Jimmy Iovine talks American Idol Season 11 Finale TONIGHT!
American Idol Season 11 is coming to a close tonight, and it will either end up being pop diva Jessica Sanchez or indie original Phillip Phillips. All season long, Jimmy Iovine has mentored the Idol hopefuls, and he had a lot to say about the finale which airs tonight on FOX!
Jack Kennedy, L.A. Times:
JK: Hi Jimmy, how are you?
JI: Good, thank you.
JK: Good. Thanks so much for doing this, really appreciate it.
JI: Of course, no problem.
JK: This is your second year on the show. You do such a great job with these contestants on a weekly basis. I’m curious, though. The last few contestants – outside of, you know, Scotty [McCreery] – haven’t done the greatest in recent times post-Idol. I’m wondering, what tips do you maybe have for Jessica or Phillip moving forward, whether or not one of them wins the show or not?
JI: Well, you’re dealing with a very unusual situation. Usually, when someone makes their first album, they’re coming from, you know, really trying to figure everything out, and no one knows who they are. In the days of becoming very popular on your own on the internet, or on something like American Idol, the first album… you’re entering a different place than most artists did in the past, so the best thing you can try to do, is get… headspace, to collaborate and make that first album feel like your first album, where you’re taking the input you need and working on it, that sort of stuff. There have been quite a few times I’ve seen in the past where it’s hard to go on TV in front of 20 million people, or 25 million, whatever it is, you know, and then go make your first album. That’s a tough trick.
Michael Arbiter, Hollywood.com:
MA: Hi, thank you very much for talking to us. … celebrated your honesty during the elimination episodes and slammed the judges for constantly positive critiques. Would you ever consider being a judge?
JI: No one has asked me, and you know, not right now. I’m kind of just…I like working with musicians, and I like the creative aspect of what I do on the show. I really enjoy that. It’s a lot of fun for me, you know. That would change that, so probably not, you know?
MA: Okay. Do you think the judges showed too much favoritism towards Joshua this year?
JI: Oh, no. I think what they do is really cool. They just kind of…they were kind of like a lot of the audience. They were fans of a lot of the kids on the show, and Joshua does great work, really. He’s got an impressive, impressive voice, and I can see why you’re sitting there getting excited about him. But I thought they always loved Jessica, they like Phillip, and they liked Hayley and they liked Alicia. I feel they spread the love around, you know?
Ann Bedard, Entertainment World:
AB: The mentoring sessions have been really interesting to watch, and they seem to have been very helpful for the contestants, sometimes resulting in that they change the song they’ve chosen or the approach. Can you tell me when in the week do they happen, and how long is each session?
JI: Well, the sessions are approximately, probably about a half hour each, maybe a little bit more, and they happen on a Friday. I give a lot of thought before I go in, and, you know, I’ve been doing this a long time, so what I’m doing basically is what I do in my office. I talk to musicians, or when I was a record producer what I would do, and yeah, it’s a contest, it’s a show, so it’s all kind of squished into a shorter time. But what I was most shocked about this year is that every one of these kids were cooperative and wanted to learn and wanted to be better, especially the final four or five. These kids really cared and really were interested in, “Okay, is this how it’s done?” I really liked the kids this year a lot, quite a bit, so it made me able to do more, and I would bring my friends in that also have a lot of experience. If we need more time, the kid leaves and comes back, or everybody’s treated equally, and that’s kind of how it works.

MATERIAL FOR THE TASK:
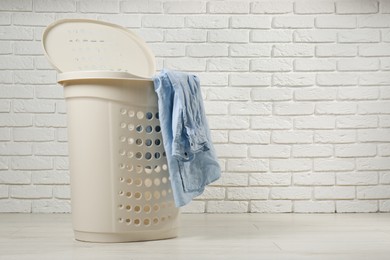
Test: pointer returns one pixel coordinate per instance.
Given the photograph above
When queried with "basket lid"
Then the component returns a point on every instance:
(83, 44)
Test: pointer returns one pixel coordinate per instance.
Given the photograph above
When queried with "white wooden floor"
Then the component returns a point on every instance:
(205, 236)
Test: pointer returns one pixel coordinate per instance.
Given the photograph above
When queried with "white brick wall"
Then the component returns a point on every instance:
(297, 95)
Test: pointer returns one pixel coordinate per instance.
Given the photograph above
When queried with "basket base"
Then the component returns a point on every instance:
(125, 237)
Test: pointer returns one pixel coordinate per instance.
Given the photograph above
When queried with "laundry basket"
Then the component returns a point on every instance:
(120, 186)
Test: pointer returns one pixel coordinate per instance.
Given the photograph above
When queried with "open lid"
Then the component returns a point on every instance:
(84, 45)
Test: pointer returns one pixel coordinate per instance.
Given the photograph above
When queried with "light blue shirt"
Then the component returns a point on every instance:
(191, 157)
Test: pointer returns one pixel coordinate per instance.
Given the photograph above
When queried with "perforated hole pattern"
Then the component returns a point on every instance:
(144, 199)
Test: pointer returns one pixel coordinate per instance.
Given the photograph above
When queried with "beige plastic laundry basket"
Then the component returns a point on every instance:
(120, 186)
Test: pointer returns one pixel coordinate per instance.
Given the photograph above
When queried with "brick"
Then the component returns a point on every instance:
(249, 137)
(61, 163)
(307, 7)
(207, 22)
(292, 137)
(231, 94)
(337, 79)
(357, 93)
(384, 150)
(250, 50)
(377, 21)
(61, 191)
(15, 149)
(356, 7)
(55, 6)
(269, 151)
(3, 192)
(314, 179)
(314, 36)
(357, 178)
(292, 22)
(232, 179)
(50, 177)
(314, 206)
(227, 35)
(189, 7)
(3, 163)
(51, 206)
(16, 33)
(250, 79)
(185, 35)
(376, 50)
(384, 121)
(5, 134)
(335, 136)
(229, 65)
(335, 21)
(354, 206)
(296, 108)
(186, 64)
(31, 192)
(293, 193)
(360, 64)
(32, 19)
(336, 50)
(308, 151)
(207, 50)
(216, 107)
(194, 207)
(15, 120)
(6, 47)
(290, 165)
(227, 207)
(231, 150)
(228, 7)
(372, 164)
(267, 123)
(314, 65)
(315, 94)
(378, 107)
(164, 21)
(247, 193)
(231, 122)
(334, 192)
(355, 150)
(271, 94)
(373, 192)
(15, 206)
(247, 165)
(314, 122)
(168, 49)
(240, 108)
(334, 164)
(12, 5)
(293, 80)
(269, 206)
(384, 205)
(340, 108)
(100, 6)
(357, 122)
(374, 135)
(141, 6)
(374, 79)
(16, 63)
(293, 50)
(255, 22)
(361, 35)
(271, 65)
(270, 179)
(272, 7)
(271, 36)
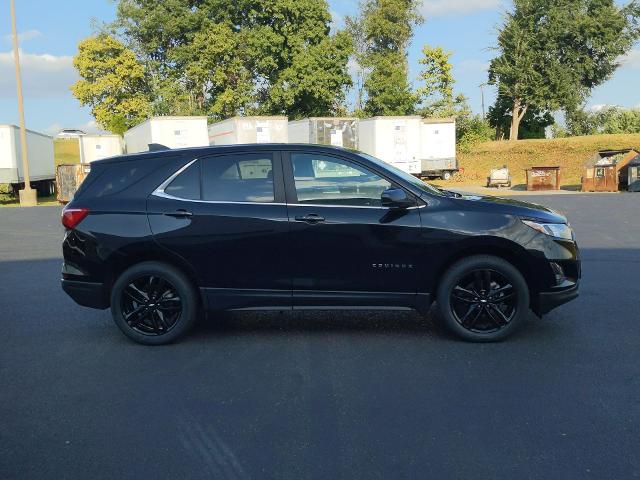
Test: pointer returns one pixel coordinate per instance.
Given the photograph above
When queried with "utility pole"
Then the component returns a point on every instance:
(28, 197)
(482, 85)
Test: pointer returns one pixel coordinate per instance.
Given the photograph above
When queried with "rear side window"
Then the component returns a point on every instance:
(187, 184)
(238, 178)
(117, 177)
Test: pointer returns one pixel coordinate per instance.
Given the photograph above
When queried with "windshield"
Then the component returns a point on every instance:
(407, 177)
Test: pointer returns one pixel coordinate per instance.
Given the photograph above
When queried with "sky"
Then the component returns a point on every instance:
(467, 28)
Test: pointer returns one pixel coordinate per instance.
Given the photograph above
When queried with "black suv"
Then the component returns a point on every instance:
(161, 237)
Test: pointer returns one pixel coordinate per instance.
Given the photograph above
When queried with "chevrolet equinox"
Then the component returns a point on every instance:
(163, 236)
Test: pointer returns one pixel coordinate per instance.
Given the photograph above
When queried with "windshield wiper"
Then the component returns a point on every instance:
(449, 193)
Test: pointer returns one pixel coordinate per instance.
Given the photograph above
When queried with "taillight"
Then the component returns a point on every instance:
(71, 217)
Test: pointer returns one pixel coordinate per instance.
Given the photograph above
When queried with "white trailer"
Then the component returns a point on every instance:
(240, 130)
(396, 140)
(41, 163)
(97, 147)
(336, 131)
(172, 132)
(438, 147)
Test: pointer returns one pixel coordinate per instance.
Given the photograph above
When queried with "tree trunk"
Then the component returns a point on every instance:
(517, 115)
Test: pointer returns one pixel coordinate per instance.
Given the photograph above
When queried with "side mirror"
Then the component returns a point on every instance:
(396, 198)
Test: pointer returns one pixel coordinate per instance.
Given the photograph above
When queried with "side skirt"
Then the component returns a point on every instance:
(265, 299)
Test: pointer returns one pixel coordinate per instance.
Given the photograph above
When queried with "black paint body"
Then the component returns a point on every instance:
(244, 255)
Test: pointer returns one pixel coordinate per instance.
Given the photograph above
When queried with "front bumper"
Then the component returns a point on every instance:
(547, 301)
(87, 294)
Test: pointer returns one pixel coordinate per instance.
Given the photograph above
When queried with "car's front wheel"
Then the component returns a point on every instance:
(153, 303)
(483, 298)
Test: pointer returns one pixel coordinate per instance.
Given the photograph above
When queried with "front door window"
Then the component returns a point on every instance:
(326, 180)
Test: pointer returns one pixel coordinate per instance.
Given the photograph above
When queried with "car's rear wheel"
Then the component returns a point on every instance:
(483, 298)
(153, 303)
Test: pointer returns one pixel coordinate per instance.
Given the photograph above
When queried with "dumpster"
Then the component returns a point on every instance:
(606, 171)
(543, 178)
(633, 174)
(69, 177)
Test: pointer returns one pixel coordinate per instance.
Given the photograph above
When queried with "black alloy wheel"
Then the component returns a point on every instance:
(483, 301)
(154, 303)
(483, 298)
(151, 305)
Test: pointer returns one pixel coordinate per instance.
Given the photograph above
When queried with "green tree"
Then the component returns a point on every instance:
(533, 123)
(113, 83)
(383, 30)
(221, 58)
(473, 129)
(436, 94)
(552, 53)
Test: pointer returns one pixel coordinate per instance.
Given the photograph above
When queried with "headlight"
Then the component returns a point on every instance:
(558, 230)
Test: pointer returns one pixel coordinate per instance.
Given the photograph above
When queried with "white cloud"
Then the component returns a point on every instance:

SHORT TASK A: Translate this sentence from the interview with Jimmy Iovine into Spanish: "American Idol Season 11 is coming to a close tonight, and it will either end up being pop diva Jessica Sanchez or indie original Phillip Phillips."
SHORT TASK B: Find every line in the records that contains the word "window", and copy each of those lines.
The interview and the records have no connection to each other.

WORKED ANSWER A: La temporada 11 de American Idol llega a su fin esta noche, y terminará siendo o la diva del pop Jessica Sanchez o el original artista indie Phillip Phillips.

WORKED ANSWER B:
When queried with "rear side window"
When queried with "front door window"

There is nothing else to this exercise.